◆ DATA ◆
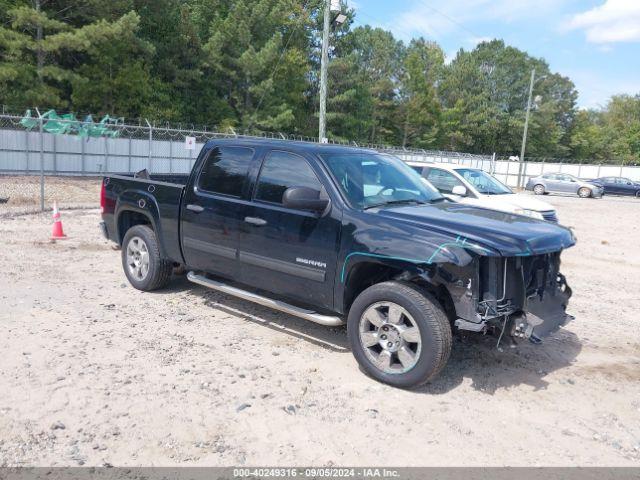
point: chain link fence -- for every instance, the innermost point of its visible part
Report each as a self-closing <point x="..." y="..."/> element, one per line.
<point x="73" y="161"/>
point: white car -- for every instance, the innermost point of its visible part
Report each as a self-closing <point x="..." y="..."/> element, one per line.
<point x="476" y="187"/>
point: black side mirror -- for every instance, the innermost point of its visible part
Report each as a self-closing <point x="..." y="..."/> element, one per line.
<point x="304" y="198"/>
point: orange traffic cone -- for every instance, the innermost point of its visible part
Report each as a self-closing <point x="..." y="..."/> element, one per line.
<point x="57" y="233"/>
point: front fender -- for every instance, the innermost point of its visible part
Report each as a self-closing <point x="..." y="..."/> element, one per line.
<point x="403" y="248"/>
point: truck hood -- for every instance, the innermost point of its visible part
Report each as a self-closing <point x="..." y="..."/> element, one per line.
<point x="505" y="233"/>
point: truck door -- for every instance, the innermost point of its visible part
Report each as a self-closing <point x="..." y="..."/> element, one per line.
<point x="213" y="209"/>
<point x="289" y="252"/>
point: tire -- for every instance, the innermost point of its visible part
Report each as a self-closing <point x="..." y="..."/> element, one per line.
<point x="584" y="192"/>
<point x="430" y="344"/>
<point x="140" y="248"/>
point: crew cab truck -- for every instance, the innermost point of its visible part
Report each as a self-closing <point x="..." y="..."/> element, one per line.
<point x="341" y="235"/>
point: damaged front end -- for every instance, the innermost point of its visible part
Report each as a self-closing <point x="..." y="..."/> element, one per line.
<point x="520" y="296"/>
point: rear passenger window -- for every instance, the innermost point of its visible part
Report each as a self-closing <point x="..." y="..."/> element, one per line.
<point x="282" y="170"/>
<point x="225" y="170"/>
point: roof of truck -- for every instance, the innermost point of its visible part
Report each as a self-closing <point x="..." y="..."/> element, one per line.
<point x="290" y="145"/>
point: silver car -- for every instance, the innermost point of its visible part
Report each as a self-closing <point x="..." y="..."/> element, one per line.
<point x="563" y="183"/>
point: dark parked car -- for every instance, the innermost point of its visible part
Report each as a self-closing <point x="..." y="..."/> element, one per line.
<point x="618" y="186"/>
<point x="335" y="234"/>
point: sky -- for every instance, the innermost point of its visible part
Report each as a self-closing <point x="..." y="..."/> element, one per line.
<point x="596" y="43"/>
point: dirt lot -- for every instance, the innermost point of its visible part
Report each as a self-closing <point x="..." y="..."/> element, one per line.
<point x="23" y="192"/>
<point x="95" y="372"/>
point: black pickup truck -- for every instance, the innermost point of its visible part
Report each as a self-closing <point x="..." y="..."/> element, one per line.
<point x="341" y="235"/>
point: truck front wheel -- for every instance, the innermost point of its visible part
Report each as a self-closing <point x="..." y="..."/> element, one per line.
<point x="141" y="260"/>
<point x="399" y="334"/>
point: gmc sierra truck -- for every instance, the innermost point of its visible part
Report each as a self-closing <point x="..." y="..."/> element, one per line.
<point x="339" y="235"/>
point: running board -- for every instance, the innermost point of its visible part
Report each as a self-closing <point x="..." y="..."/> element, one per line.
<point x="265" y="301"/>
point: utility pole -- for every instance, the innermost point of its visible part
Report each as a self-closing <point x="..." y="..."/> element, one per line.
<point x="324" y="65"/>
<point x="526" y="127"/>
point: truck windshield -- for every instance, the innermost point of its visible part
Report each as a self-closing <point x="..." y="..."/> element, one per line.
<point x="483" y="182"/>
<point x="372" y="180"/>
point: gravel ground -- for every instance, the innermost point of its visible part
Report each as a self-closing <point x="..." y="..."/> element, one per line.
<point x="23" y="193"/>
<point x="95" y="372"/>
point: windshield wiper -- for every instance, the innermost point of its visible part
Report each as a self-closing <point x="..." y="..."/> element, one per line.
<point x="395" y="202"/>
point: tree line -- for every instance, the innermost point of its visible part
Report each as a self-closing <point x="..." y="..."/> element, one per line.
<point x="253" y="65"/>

◆ WHAT YOU WILL DO ◆
Rescale everything from the line containing "point: tree line" down to the end of the data, writing out each of those lines again with the requests included and unchanged. In the answers, multiply every point coordinate by 0.25 and round to the nearest whole number, rounding halves up.

◆ FINAL RESULT ◆
point: tree line -- for every instance, the innermost point of its visible part
Report each as a self-closing <point x="..." y="..."/> element, one per line.
<point x="63" y="16"/>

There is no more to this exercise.